(Data items)
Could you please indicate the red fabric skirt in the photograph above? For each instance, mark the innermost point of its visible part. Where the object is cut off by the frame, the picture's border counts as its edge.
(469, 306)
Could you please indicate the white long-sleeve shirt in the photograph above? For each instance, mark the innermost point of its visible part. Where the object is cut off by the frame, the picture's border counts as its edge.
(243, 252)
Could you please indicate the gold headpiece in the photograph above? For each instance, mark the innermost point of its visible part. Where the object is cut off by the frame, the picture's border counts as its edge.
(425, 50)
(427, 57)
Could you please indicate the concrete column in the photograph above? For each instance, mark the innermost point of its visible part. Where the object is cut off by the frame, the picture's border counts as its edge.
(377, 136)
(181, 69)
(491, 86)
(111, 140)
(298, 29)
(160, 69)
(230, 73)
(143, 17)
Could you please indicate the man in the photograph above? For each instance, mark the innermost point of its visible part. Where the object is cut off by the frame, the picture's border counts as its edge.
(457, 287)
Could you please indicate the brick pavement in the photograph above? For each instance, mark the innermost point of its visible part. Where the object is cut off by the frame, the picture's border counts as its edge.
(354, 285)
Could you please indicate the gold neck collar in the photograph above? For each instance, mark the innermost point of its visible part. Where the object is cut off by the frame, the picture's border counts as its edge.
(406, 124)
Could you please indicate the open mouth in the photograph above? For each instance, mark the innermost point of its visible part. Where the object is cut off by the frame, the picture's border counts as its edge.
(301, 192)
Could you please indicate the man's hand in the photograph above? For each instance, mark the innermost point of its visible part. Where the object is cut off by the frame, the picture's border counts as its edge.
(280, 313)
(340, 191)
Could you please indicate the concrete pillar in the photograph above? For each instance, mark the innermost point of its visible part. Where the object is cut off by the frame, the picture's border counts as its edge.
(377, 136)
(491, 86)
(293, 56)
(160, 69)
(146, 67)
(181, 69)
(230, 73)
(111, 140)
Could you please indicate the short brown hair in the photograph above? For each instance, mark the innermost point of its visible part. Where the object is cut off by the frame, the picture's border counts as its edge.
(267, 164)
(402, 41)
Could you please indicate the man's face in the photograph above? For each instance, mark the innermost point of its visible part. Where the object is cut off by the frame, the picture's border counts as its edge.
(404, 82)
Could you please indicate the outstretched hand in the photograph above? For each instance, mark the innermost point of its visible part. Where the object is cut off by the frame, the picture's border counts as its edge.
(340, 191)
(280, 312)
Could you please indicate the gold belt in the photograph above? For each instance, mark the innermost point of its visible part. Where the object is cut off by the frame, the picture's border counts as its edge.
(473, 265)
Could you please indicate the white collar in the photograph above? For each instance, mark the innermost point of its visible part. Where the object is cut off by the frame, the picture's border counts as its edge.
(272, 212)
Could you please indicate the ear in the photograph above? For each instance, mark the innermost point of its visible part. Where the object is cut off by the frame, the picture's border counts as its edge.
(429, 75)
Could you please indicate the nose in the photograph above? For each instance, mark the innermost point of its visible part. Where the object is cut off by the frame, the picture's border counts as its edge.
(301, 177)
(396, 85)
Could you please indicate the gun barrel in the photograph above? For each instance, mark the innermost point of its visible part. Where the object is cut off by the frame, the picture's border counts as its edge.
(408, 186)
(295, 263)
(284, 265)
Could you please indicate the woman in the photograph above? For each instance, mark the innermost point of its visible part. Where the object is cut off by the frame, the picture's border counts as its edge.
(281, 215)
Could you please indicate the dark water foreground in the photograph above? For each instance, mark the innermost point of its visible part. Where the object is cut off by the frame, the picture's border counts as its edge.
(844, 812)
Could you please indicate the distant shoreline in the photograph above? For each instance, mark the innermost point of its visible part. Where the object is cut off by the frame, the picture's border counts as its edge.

Work instruction :: Each line of the data should be transcribed exactly.

Written answer ::
Could you please indicate the red fabric skirt in the photograph above? For each instance, mark the innermost point of its visible part. Where the object is cut off by the frame, the picture's border counts as its edge.
(469, 306)
Could you please indicate the white long-sleeve shirt in the photograph above? For each instance, mark the innermost point of its visible part. Where the object is cut off by the frame, the picture's border counts as its edge.
(243, 252)
Could you please indicate the gold headpiece in the photograph above? For each instance, mark the innermost point of its visible part. Where the object is cut off by the frame, the picture's border counts as its edge.
(425, 50)
(427, 57)
Could you please indicate the concrete column in the photograph above? For each instance, mark the innermost point of its visible part. Where the object is cut off by the frame, the picture's border counts as its edge.
(377, 136)
(181, 69)
(491, 86)
(111, 140)
(298, 29)
(160, 69)
(230, 73)
(143, 17)
Could you please indicate the man in the photograph above? For each instance, mark the innermost point of its visible part. Where the object is cut off by the frame, the picture's border counts as its edge.
(457, 287)
Could you please indicate the brick pavement in the photograph above? For each instance, mark the innermost point of its visible part. Where the object is cut off by the frame, the picture's border counts as its edge.
(354, 285)
Could you please indicate the gold neck collar in the photograph above? For each instance, mark the innermost point of its visible part. Where the object is cut off by the frame, the picture's border counts as its edge.
(406, 124)
Could you please indicate the open mouth in the photograph above? For each instance, mark the innermost point of its visible part. Where the object is cut off by the frame, the picture's border counts as its edge.
(301, 192)
Could you please indicate the man's hand in the photograph above? For each instance, mark the innermost point of its visible part. Where the object is cut off by the frame, the picture's border counts as its edge.
(280, 313)
(340, 191)
Could you please indicate the concrete pillar in the photograph above? For each instance, mark the innermost point of its visible part. Where the object is cut off by the frame, the picture's border counts as its edge.
(377, 136)
(491, 86)
(293, 56)
(160, 69)
(146, 67)
(181, 69)
(230, 73)
(111, 140)
Could you please indicate the short brown hair in the photograph above? For each instance, mark the innermost point of its visible part. Where the object is cut off by the frame, the picture's border counts as its edge.
(267, 164)
(402, 41)
Could you please indicate the man's face in the photograph above? For each instance, mark the innermost point of its visible part. Where the object is cut off by the frame, the picture's border counts as its edge.
(404, 82)
Could you please indicate the outstretched hand in the photograph above? For each instance, mark the innermost point of its visible part. Where the object is cut off by the frame, the picture's border counts as its edge.
(340, 191)
(280, 312)
Could you please indicate the gold belt in the photograph above? For each instance, mark the innermost point of its visible part. Where the object is cut off by the frame, the picture's border counts as its edge.
(473, 265)
Could you please indicate the white collar in the photograph above? For each instance, mark the innermost point of its visible part. Where the object is cut off by the frame, the picture's border counts as its edge.
(272, 212)
Could you please indicate the ear in the photograph above? For each instance, mark the innermost point of its visible part. Where the object is cut off by the frame, the picture's border counts as its edge.
(429, 75)
Could you please indicate the nose in the photograph above? For each instance, mark the innermost point of its visible part. Where the object is cut off by the frame, the picture's border counts as its edge.
(301, 177)
(396, 85)
Could you please indicate the gun barrel in the photograph above? For each instance, mark the innermost point of its visible part. Where the object is cut off by the frame, the picture's border counts as its edge.
(408, 186)
(295, 263)
(284, 265)
Could you please indicate the woman in the photograph above? For each instance, mark the innermost point of its visible part. Where the object is cut off by the frame, the picture's border counts as its edge.
(281, 215)
Could you please indicate the dark water foreground in the photograph above? For each instance, mark the innermost point of its visible part. Where the object is cut off by the frame, the picture's border counts as its edge.
(844, 812)
Could you please indicate the distant shoreline in the photograph above? For each instance, mark the innermost point of its visible part. Where the object is cut off by the frame, the picture's border counts as its edge.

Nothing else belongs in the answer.